■ ENTRIES SHOWN:

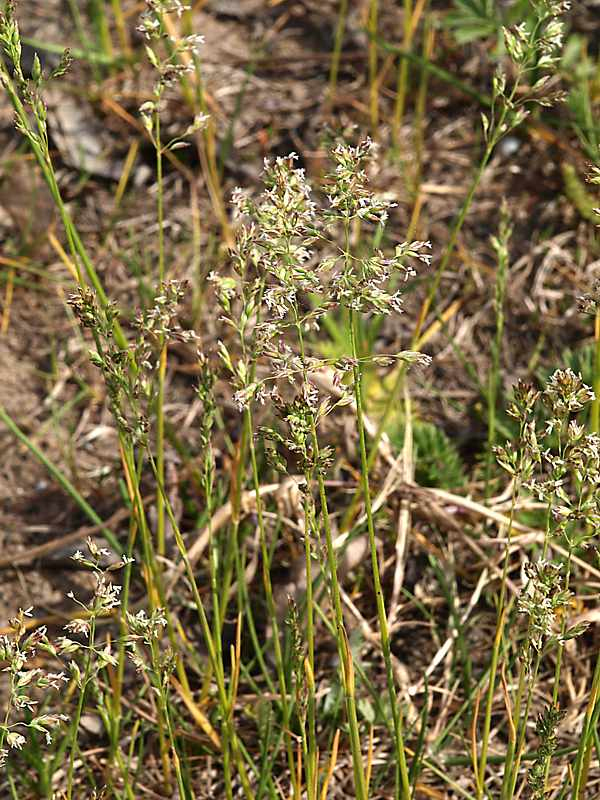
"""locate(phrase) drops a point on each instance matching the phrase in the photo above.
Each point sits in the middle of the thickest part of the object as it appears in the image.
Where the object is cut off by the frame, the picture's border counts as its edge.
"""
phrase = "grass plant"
(188, 663)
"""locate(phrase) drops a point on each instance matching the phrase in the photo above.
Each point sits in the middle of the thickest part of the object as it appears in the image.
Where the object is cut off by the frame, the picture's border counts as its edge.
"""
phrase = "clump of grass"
(296, 262)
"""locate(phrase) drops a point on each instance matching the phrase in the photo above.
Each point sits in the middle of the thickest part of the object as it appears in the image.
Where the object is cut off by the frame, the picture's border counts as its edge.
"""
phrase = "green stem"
(337, 48)
(268, 586)
(487, 722)
(80, 703)
(403, 788)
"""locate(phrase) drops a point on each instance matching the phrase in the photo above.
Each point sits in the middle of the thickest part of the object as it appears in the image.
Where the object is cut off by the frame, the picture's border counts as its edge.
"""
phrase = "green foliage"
(438, 462)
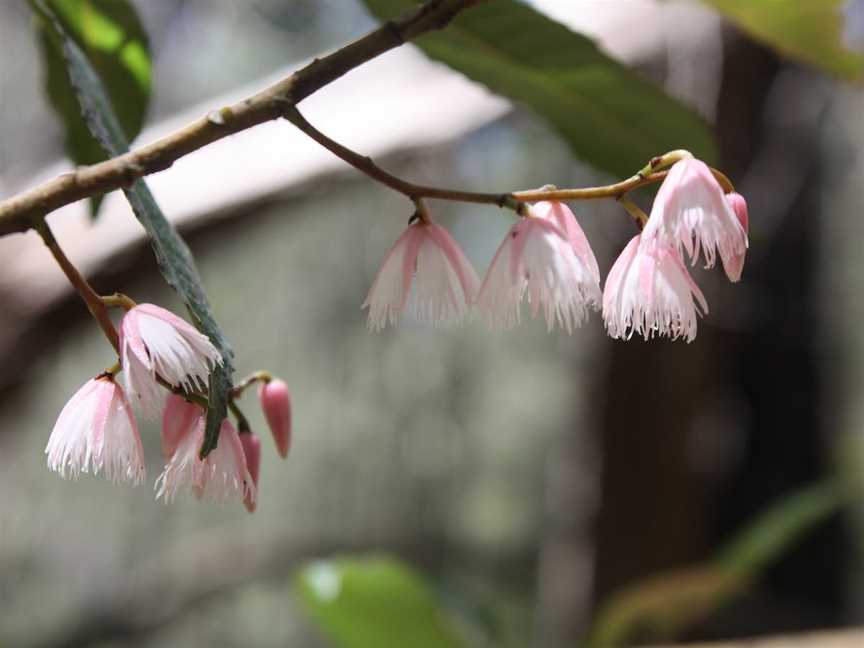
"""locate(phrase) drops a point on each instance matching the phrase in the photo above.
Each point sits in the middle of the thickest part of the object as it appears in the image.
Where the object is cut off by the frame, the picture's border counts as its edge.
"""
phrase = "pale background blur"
(527, 474)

■ EXERCISE GOAL: Retype the whole listing exactly and leave the pictures out.

■ WRITTEN ANSWER:
"""locate(phrase) drops a point on each instance matching the phrase in the photo above.
Each point sits in the middle of the thickest part of the object as it appears in the image.
Where the object is cut off by the frame, the picture's border counts as its edge.
"""
phrase = "grass plant"
(188, 663)
"""locate(phrase) drops a point on each instance matching the phrase in the photo above.
Each point sits in the middle of the thickest part of the object as it appears in the image.
Where the object is cut off by the frame, the picture's border counts as its edge.
"""
phrase = "clump of grass"
(296, 262)
"""locate(phrase) drops a point on each instance matching the phrase in the photo above.
Each point sits in the middle of the thickest part of the object as it appears in the image.
Where the object is cut off by the frame, the picture's border counts as its edge.
"""
phrase = "green stem"
(337, 48)
(268, 586)
(487, 722)
(80, 703)
(403, 788)
"""locate(phrase) drops a point on each instance matching the phrase in the photo above.
Each point sits in the middle of the thickest part of the object as it appears in the image.
Where the object is cut off by the frame, the picture's border counts as its edge.
"""
phrase = "green foliage"
(438, 462)
"""locate(phrase) drops a point on each instance matching the phrase in the photo above.
Each point sits in the middle of the thickest part of the object as it appears in the image.
Where the object is cut off by the frame, the picture's border counts as its edge.
"""
phrase = "pale background blur"
(527, 474)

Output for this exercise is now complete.